(Dataset entries):
▬▬▬▬▬▬▬▬▬▬
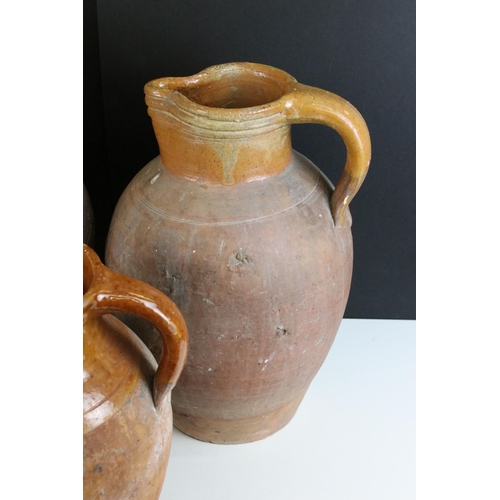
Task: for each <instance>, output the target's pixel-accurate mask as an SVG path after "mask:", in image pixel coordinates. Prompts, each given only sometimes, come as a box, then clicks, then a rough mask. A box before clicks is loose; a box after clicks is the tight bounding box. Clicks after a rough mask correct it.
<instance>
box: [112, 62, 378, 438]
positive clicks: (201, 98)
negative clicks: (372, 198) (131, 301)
mask: <svg viewBox="0 0 500 500" xmlns="http://www.w3.org/2000/svg"><path fill="white" fill-rule="evenodd" d="M145 90H146V102H147V104H148V107H149V108H148V109H149V114H150V116H151V117H152V120H153V126H154V130H155V133H156V137H157V139H158V143H159V146H160V156H159V157H157V158H155V159H154V160H152V161H151V162H150V163H149V164H148V165H146V167H144V168H143V169H142V170H141V171H140V172H139V173H138V174H137V176H136V177H135V178H134V179H133V180H132V182H131V183H130V185H129V186H128V187H127V189H126V190H125V192H124V193H123V195H122V197H121V198H120V201H119V203H118V205H117V207H116V209H115V213H114V216H113V220H112V223H111V227H110V231H109V235H108V241H107V248H106V264H107V265H108V266H109V267H110V268H111V269H114V270H116V271H118V272H121V273H124V274H127V275H130V276H134V277H136V278H138V279H140V280H143V281H145V282H147V283H149V284H151V285H153V286H154V287H156V288H158V289H159V290H161V291H163V292H164V293H165V294H166V295H168V296H169V297H170V298H171V299H172V300H173V301H174V302H175V303H176V304H177V305H178V307H179V309H180V310H181V311H182V314H183V316H184V318H185V320H186V323H187V325H188V328H189V331H190V350H189V355H188V361H187V364H186V367H185V370H184V371H183V373H182V375H181V377H180V379H179V381H178V384H177V386H176V388H175V390H174V391H173V393H172V405H173V411H174V425H176V426H177V427H178V428H179V429H180V430H182V431H183V432H185V433H187V434H189V435H191V436H193V437H195V438H197V439H201V440H204V441H210V442H214V443H243V442H249V441H254V440H258V439H262V438H264V437H266V436H268V435H270V434H272V433H274V432H276V431H277V430H279V429H280V428H282V427H283V426H284V425H286V423H287V422H289V421H290V419H291V418H292V417H293V415H294V414H295V412H296V410H297V408H298V406H299V404H300V402H301V401H302V398H303V397H304V395H305V393H306V391H307V388H308V387H309V384H310V383H311V381H312V379H313V378H314V376H315V375H316V373H317V371H318V370H319V368H320V366H321V364H322V363H323V361H324V359H325V357H326V355H327V354H328V351H329V349H330V347H331V345H332V342H333V340H334V338H335V335H336V332H337V329H338V327H339V324H340V321H341V319H342V316H343V313H344V310H345V306H346V302H347V298H348V294H349V289H350V282H351V274H352V264H353V259H352V237H351V230H350V222H351V218H350V214H349V210H348V204H349V202H350V201H351V199H352V198H353V196H354V195H355V193H356V192H357V190H358V189H359V187H360V185H361V183H362V181H363V179H364V177H365V175H366V172H367V169H368V165H369V160H370V140H369V135H368V131H367V128H366V125H365V123H364V120H363V119H362V117H361V116H360V115H359V113H358V112H357V111H356V110H355V109H354V108H353V107H352V106H351V105H350V104H349V103H347V102H346V101H344V100H343V99H341V98H340V97H338V96H336V95H335V94H331V93H329V92H325V91H322V90H319V89H315V88H313V87H308V86H305V85H301V84H299V83H297V82H296V80H295V79H293V78H292V77H291V76H290V75H288V74H286V73H284V72H282V71H280V70H277V69H275V68H271V67H269V66H263V65H258V64H250V63H236V64H228V65H222V66H216V67H212V68H209V69H207V70H205V71H204V72H201V73H199V74H197V75H194V76H192V77H188V78H163V79H159V80H155V81H153V82H150V83H149V84H148V85H146V88H145ZM303 122H315V123H323V124H326V125H329V126H331V127H333V128H335V129H336V130H337V131H338V132H339V133H340V134H341V136H342V137H343V138H344V141H345V143H346V146H347V151H348V158H347V163H346V168H345V170H344V173H343V174H342V177H341V179H340V181H339V183H338V185H337V188H336V189H335V191H334V192H333V194H332V186H331V185H330V184H329V182H328V181H327V180H326V179H325V178H324V176H323V175H322V174H321V172H319V171H318V169H317V168H316V167H315V166H314V165H313V164H312V163H311V162H310V161H309V160H307V159H306V158H305V157H303V156H302V155H300V154H299V153H297V152H295V151H294V150H293V149H292V147H291V137H290V128H291V127H290V126H291V124H292V123H303ZM129 324H131V325H133V327H134V330H135V331H136V332H137V333H138V335H140V336H141V338H142V339H143V340H144V342H145V343H146V344H147V345H148V346H149V347H150V348H151V350H152V352H153V353H154V354H155V356H157V357H159V356H160V354H161V345H160V343H159V342H158V336H157V335H156V333H155V332H154V331H153V330H152V329H151V328H150V327H148V326H147V325H145V324H143V323H142V322H134V321H133V320H131V321H130V322H129Z"/></svg>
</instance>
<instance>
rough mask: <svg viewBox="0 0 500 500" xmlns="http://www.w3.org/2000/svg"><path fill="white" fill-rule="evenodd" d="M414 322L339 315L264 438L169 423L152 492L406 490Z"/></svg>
mask: <svg viewBox="0 0 500 500" xmlns="http://www.w3.org/2000/svg"><path fill="white" fill-rule="evenodd" d="M415 326H416V322H415V321H403V320H354V319H345V320H343V321H342V324H341V327H340V329H339V332H338V335H337V338H336V339H335V342H334V343H333V346H332V349H331V351H330V353H329V355H328V357H327V359H326V361H325V363H324V364H323V366H322V367H321V369H320V371H319V373H318V375H317V376H316V378H315V379H314V380H313V382H312V384H311V386H310V388H309V391H308V393H307V394H306V397H305V398H304V400H303V402H302V404H301V406H300V407H299V409H298V411H297V414H296V415H295V417H294V418H293V419H292V421H291V422H290V423H289V424H288V425H287V426H286V427H285V428H284V429H282V430H281V431H279V432H277V433H276V434H274V435H273V436H270V437H268V438H266V439H264V440H262V441H258V442H255V443H248V444H243V445H214V444H210V443H203V442H201V441H197V440H195V439H192V438H190V437H189V436H186V435H184V434H182V433H181V432H180V431H178V430H177V429H174V435H173V439H172V451H171V455H170V462H169V466H168V470H167V476H166V479H165V484H164V488H163V492H162V494H161V497H160V499H161V500H173V499H175V500H198V499H200V500H212V499H213V500H215V499H217V500H246V499H257V498H258V499H259V500H279V499H282V498H283V499H284V498H286V499H292V500H295V499H297V500H299V499H301V500H302V499H314V500H323V499H324V500H327V499H328V500H331V499H339V500H357V499H359V500H378V499H380V500H382V499H383V500H392V499H394V500H410V499H414V498H415V496H416V493H415V488H416V486H415V467H416V462H415V453H416V449H415V369H416V364H415Z"/></svg>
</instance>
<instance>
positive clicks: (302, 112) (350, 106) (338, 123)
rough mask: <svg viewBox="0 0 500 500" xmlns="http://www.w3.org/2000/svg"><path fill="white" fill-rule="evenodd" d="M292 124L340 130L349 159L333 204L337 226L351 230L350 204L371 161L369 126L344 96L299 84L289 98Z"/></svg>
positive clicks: (294, 89)
mask: <svg viewBox="0 0 500 500" xmlns="http://www.w3.org/2000/svg"><path fill="white" fill-rule="evenodd" d="M284 99H285V104H284V107H285V114H286V117H287V119H288V121H289V122H290V123H319V124H322V125H327V126H329V127H331V128H333V129H334V130H336V131H337V132H338V133H339V134H340V136H341V137H342V139H343V140H344V143H345V145H346V149H347V160H346V164H345V167H344V171H343V173H342V176H341V177H340V180H339V182H338V183H337V185H336V186H335V190H334V191H333V196H332V199H331V201H330V206H331V210H332V216H333V220H334V223H335V226H336V227H350V226H351V220H350V216H349V213H348V210H347V207H348V206H349V203H350V202H351V200H352V199H353V198H354V196H355V194H356V193H357V192H358V190H359V188H360V187H361V184H362V183H363V181H364V179H365V176H366V173H367V172H368V168H369V166H370V159H371V142H370V134H369V132H368V127H367V126H366V123H365V120H364V119H363V117H362V116H361V114H360V113H359V111H358V110H357V109H356V108H355V107H354V106H353V105H352V104H350V103H349V102H348V101H346V100H345V99H342V97H340V96H338V95H336V94H333V93H332V92H328V91H326V90H321V89H318V88H316V87H310V86H309V85H303V84H301V83H295V84H294V85H293V89H292V90H291V91H290V93H288V94H287V95H286V96H285V97H284Z"/></svg>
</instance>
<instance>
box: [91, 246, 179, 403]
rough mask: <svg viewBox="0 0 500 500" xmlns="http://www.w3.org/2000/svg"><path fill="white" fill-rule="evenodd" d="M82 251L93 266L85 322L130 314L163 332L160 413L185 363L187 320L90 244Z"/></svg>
mask: <svg viewBox="0 0 500 500" xmlns="http://www.w3.org/2000/svg"><path fill="white" fill-rule="evenodd" d="M83 252H84V256H86V257H87V258H90V259H91V260H92V264H93V266H94V279H93V282H92V283H91V285H90V287H89V289H88V290H87V291H86V292H85V295H84V304H83V320H84V322H85V321H87V320H88V319H91V318H94V317H97V316H102V315H104V314H111V313H120V312H121V313H131V314H135V315H137V316H139V317H141V318H143V319H145V320H146V321H149V322H150V323H151V324H152V325H153V326H155V327H156V328H157V329H158V331H159V332H160V335H161V338H162V342H163V355H162V358H161V361H160V364H159V365H158V369H157V370H156V374H155V377H154V382H153V401H154V404H155V407H156V409H157V410H159V409H160V408H161V406H162V404H163V401H164V400H165V398H166V396H167V395H168V394H169V393H170V391H171V390H172V389H173V388H174V386H175V384H176V383H177V380H178V379H179V376H180V374H181V372H182V369H183V368H184V365H185V364H186V359H187V351H188V335H187V328H186V324H185V322H184V318H183V316H182V314H181V312H180V311H179V309H178V308H177V306H176V305H175V304H174V303H173V302H172V301H171V300H170V299H169V298H168V297H167V296H166V295H164V294H163V293H161V292H160V291H158V290H157V289H156V288H153V287H152V286H150V285H147V284H146V283H144V282H142V281H139V280H136V279H134V278H131V277H129V276H125V275H122V274H117V273H115V272H113V271H111V270H110V269H108V268H107V267H105V266H104V264H102V262H101V261H100V259H99V257H98V256H97V254H96V253H95V252H94V251H93V250H92V249H91V248H90V247H88V246H87V245H83Z"/></svg>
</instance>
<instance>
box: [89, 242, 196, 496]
mask: <svg viewBox="0 0 500 500" xmlns="http://www.w3.org/2000/svg"><path fill="white" fill-rule="evenodd" d="M115 312H127V313H132V314H137V315H139V316H140V317H142V318H144V319H146V320H147V321H150V322H151V324H152V325H154V326H155V327H156V328H157V329H158V331H159V332H160V338H161V339H162V342H163V345H164V346H165V355H164V356H163V358H162V359H161V362H160V364H159V366H158V364H157V363H156V361H155V359H154V358H153V356H152V355H151V353H150V352H149V351H148V349H147V348H146V347H145V345H144V344H143V343H142V341H141V340H139V338H137V336H136V335H135V334H134V333H133V332H132V331H131V330H129V329H128V328H127V327H126V326H125V325H124V324H123V323H122V322H120V321H119V320H118V319H116V317H114V316H113V315H112V314H111V313H115ZM83 349H84V350H83V354H84V362H83V492H84V499H85V500H97V499H101V498H103V499H109V500H125V499H127V500H157V499H158V498H159V496H160V493H161V489H162V486H163V482H164V479H165V472H166V468H167V463H168V458H169V454H170V442H171V438H172V407H171V404H170V392H171V390H172V388H173V386H174V385H175V383H176V381H177V379H178V377H179V374H180V372H181V370H182V367H183V366H184V363H185V360H186V356H187V333H186V325H185V323H184V320H183V318H182V316H181V313H180V312H179V310H178V309H177V307H176V306H175V305H174V304H173V303H172V301H171V300H170V299H169V298H167V297H166V296H165V295H163V294H162V293H160V292H159V291H158V290H155V289H153V288H152V287H150V286H148V285H146V284H145V283H141V282H139V281H137V280H135V279H132V278H129V277H126V276H121V275H118V274H116V273H113V272H111V271H110V270H108V269H106V268H105V267H104V265H103V264H102V263H101V262H100V261H99V258H98V256H97V254H96V253H95V252H94V251H93V250H92V249H91V248H90V247H88V246H86V245H84V246H83Z"/></svg>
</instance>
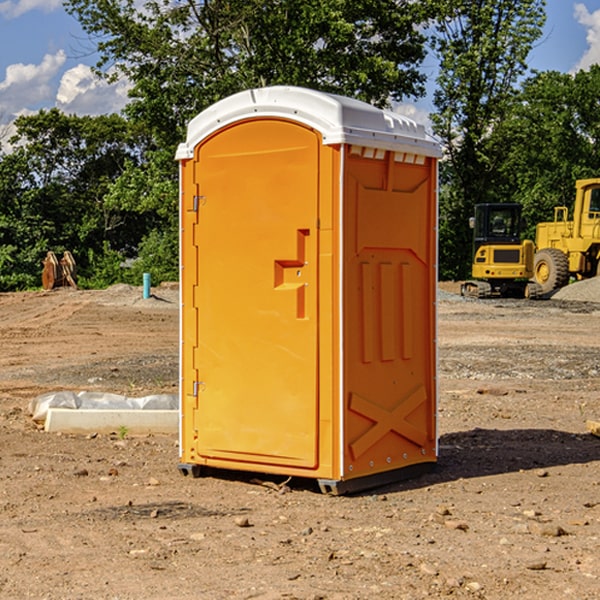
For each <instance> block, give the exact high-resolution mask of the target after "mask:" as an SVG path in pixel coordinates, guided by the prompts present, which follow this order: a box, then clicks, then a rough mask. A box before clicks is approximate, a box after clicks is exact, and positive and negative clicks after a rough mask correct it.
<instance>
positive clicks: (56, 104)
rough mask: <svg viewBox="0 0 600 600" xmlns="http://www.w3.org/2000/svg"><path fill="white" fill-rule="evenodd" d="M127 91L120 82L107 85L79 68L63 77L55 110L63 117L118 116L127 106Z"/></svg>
mask: <svg viewBox="0 0 600 600" xmlns="http://www.w3.org/2000/svg"><path fill="white" fill-rule="evenodd" d="M129 88H130V86H129V84H128V83H127V82H126V81H123V80H121V81H118V82H116V83H113V84H109V83H107V82H106V81H104V80H102V79H100V78H99V77H96V76H95V75H94V73H93V72H92V70H91V69H90V67H88V66H86V65H81V64H80V65H77V66H76V67H73V68H72V69H69V70H68V71H65V73H64V74H63V76H62V78H61V80H60V85H59V88H58V93H57V94H56V106H57V107H58V108H60V109H61V110H62V111H63V112H65V113H68V114H73V113H74V114H78V115H101V114H108V113H113V112H119V111H120V110H121V109H122V108H123V107H124V106H125V104H127V100H128V98H127V92H128V90H129Z"/></svg>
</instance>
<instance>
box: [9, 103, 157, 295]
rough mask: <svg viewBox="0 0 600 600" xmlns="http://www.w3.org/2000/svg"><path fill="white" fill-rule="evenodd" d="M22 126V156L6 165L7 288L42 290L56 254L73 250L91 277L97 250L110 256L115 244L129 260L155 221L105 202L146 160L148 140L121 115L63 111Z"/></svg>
mask: <svg viewBox="0 0 600 600" xmlns="http://www.w3.org/2000/svg"><path fill="white" fill-rule="evenodd" d="M15 125H16V129H17V133H16V135H15V136H13V138H12V139H11V144H13V145H14V147H15V149H14V150H13V152H11V153H10V154H6V155H4V156H2V158H1V159H0V246H1V247H2V253H1V258H0V286H1V287H2V288H3V289H11V288H15V287H17V288H22V287H30V286H32V285H39V281H40V279H39V275H40V273H41V260H42V258H43V257H44V256H45V253H46V252H47V251H48V250H53V251H55V252H57V253H58V252H62V251H64V250H70V251H71V252H72V253H73V254H74V256H75V258H76V261H77V263H78V265H79V266H80V270H81V271H82V272H83V274H84V277H85V275H86V271H87V269H88V267H89V262H88V257H89V255H90V254H89V253H90V251H91V252H92V253H95V254H96V255H97V254H102V253H103V251H104V248H105V244H108V247H110V248H112V249H114V250H118V251H119V252H120V253H121V254H123V255H127V253H128V252H129V253H133V252H135V249H136V247H137V246H138V245H139V244H140V242H141V240H142V239H143V236H144V234H145V233H146V232H147V231H149V229H150V227H149V224H148V222H147V221H145V220H142V219H140V216H139V214H138V213H133V212H128V211H126V210H121V209H120V208H115V207H113V206H111V205H110V204H109V203H107V202H105V199H104V197H105V195H106V194H107V192H108V190H109V189H110V185H111V183H112V182H113V181H114V180H115V179H117V178H118V176H119V175H120V174H121V173H122V172H123V170H124V169H125V165H126V164H127V163H128V162H131V161H139V160H140V152H141V148H142V147H143V137H141V136H140V135H137V134H135V133H134V132H132V130H131V127H130V125H129V124H128V123H127V121H125V120H124V119H123V118H122V117H119V116H117V115H109V116H100V117H76V116H67V115H65V114H63V113H61V112H60V111H59V110H57V109H52V110H49V111H40V112H39V113H37V114H35V115H31V116H26V117H20V118H18V119H17V121H16V122H15ZM19 274H20V275H19ZM17 275H19V276H17Z"/></svg>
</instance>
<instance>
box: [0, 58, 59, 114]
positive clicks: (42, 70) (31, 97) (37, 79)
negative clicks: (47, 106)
mask: <svg viewBox="0 0 600 600" xmlns="http://www.w3.org/2000/svg"><path fill="white" fill-rule="evenodd" d="M65 61H66V54H65V53H64V51H63V50H59V51H58V52H57V53H56V54H46V55H45V56H44V58H43V59H42V62H41V63H40V64H39V65H31V64H29V65H25V64H23V63H17V64H13V65H9V66H8V67H7V68H6V72H5V78H4V80H3V81H1V82H0V114H2V116H3V117H4V118H5V119H6V117H11V116H13V115H15V114H17V113H19V112H21V111H22V110H23V109H24V108H25V109H27V108H32V109H34V108H36V106H37V105H38V104H40V103H45V102H47V101H48V100H50V102H51V103H53V99H54V88H53V85H52V80H53V78H55V77H56V75H57V74H58V72H59V70H60V68H61V67H62V66H63V65H64V63H65Z"/></svg>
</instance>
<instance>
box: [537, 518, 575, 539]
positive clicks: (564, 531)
mask: <svg viewBox="0 0 600 600" xmlns="http://www.w3.org/2000/svg"><path fill="white" fill-rule="evenodd" d="M528 527H529V531H530V532H531V533H533V534H534V535H543V536H546V537H560V536H561V535H567V532H566V531H565V530H564V529H563V528H562V527H561V526H560V525H554V524H552V523H540V522H538V521H532V522H531V523H529V525H528Z"/></svg>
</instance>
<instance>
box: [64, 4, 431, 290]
mask: <svg viewBox="0 0 600 600" xmlns="http://www.w3.org/2000/svg"><path fill="white" fill-rule="evenodd" d="M66 7H67V10H68V11H69V12H70V13H71V14H73V15H74V16H75V17H76V18H77V19H78V20H79V22H80V23H81V25H82V26H83V28H84V30H85V31H86V32H87V33H88V34H89V36H90V40H91V41H92V43H93V44H94V45H96V47H97V50H98V52H99V54H100V60H99V62H98V64H97V73H98V74H101V75H102V76H104V77H107V78H108V79H111V78H117V77H121V76H124V77H126V78H127V79H128V80H129V81H130V82H131V84H132V87H131V90H130V98H131V101H130V103H129V104H128V106H127V107H126V109H125V113H126V115H127V117H128V118H129V119H130V121H131V122H132V123H134V124H135V125H136V126H138V127H141V128H143V130H144V131H146V132H148V134H149V136H150V137H151V139H152V143H151V144H149V145H148V147H147V149H146V152H145V153H144V156H143V160H142V161H136V160H131V161H128V162H127V163H126V165H125V168H124V170H123V172H122V174H121V176H120V177H119V179H118V180H117V181H115V182H113V183H111V184H110V185H109V188H108V191H107V194H106V197H105V198H104V200H105V203H104V205H105V206H106V207H108V208H110V209H111V210H112V211H115V212H116V213H117V214H130V215H133V214H136V215H138V216H139V217H140V218H144V219H145V220H146V221H147V222H148V223H150V222H151V223H152V225H151V226H150V227H149V228H148V229H147V230H146V235H147V237H145V238H144V239H143V241H142V243H140V244H139V246H138V251H139V256H138V260H137V261H136V262H135V263H134V266H133V267H132V269H131V271H130V272H129V276H130V277H137V276H138V274H139V273H138V271H140V270H141V269H143V270H147V271H150V272H151V273H152V274H153V279H159V280H160V279H163V278H168V277H177V238H178V228H177V214H178V206H177V202H178V192H177V190H178V186H177V165H176V163H175V162H174V160H173V156H174V153H175V149H176V146H177V144H178V143H179V142H181V141H183V139H185V129H186V126H187V123H188V122H189V121H190V120H191V119H192V118H193V117H194V116H195V115H196V114H198V113H199V112H201V111H202V110H204V109H205V108H207V107H208V106H210V105H211V104H213V103H214V102H216V101H218V100H220V99H221V98H224V97H226V96H229V95H231V94H233V93H235V92H238V91H240V90H243V89H248V88H252V87H260V86H267V85H275V84H286V85H299V86H305V87H311V88H316V89H320V90H323V91H328V92H335V93H340V94H344V95H348V96H353V97H356V98H360V99H362V100H365V101H367V102H371V103H373V104H376V105H379V106H383V105H386V104H388V103H389V102H390V101H391V100H400V99H402V98H404V97H406V96H414V97H416V96H418V95H421V94H422V93H423V92H424V81H425V76H424V75H423V74H422V73H420V71H419V64H420V63H421V61H422V60H423V58H424V56H425V41H426V40H425V37H424V35H423V33H421V31H420V29H419V28H418V26H419V25H420V24H422V23H424V22H425V21H426V19H427V17H428V11H430V10H432V7H431V6H430V4H429V3H418V2H417V3H415V2H413V1H412V0H377V1H374V0H303V1H302V2H299V1H298V0H204V1H201V2H195V1H194V0H176V1H175V2H174V1H173V0H147V1H146V2H144V3H143V4H142V5H140V3H139V2H136V1H135V0H125V1H121V0H118V1H117V0H67V2H66ZM94 261H95V263H96V264H97V265H98V266H99V268H100V265H101V264H102V265H103V266H102V270H103V272H106V273H108V272H110V271H111V269H107V267H106V265H105V264H103V261H102V257H101V255H100V254H95V255H94ZM109 262H110V261H109Z"/></svg>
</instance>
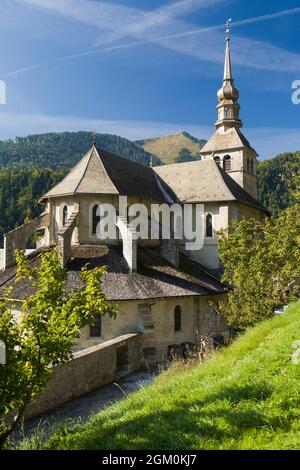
▬▬▬▬▬▬▬▬▬▬
(ACTIVITY): Output, from the data above, the lines from the line with "For each <instance> block, give" to the line with "positive clicks: (56, 104)" exactly as they stand, both ends included and nothing else.

(RESPONSE BOX):
For each <instance> block, give the exact high-resolution mask of the target after "mask:" as an SVG path in pixel coordinates, guided by the prompts present, which follow this order: a box, then clicks, then a rough mask. A box before clicks is approximate, a box after clicks is exact, and positive and negative clicks after a rough mask correct it.
<instance>
positive clicks: (56, 104)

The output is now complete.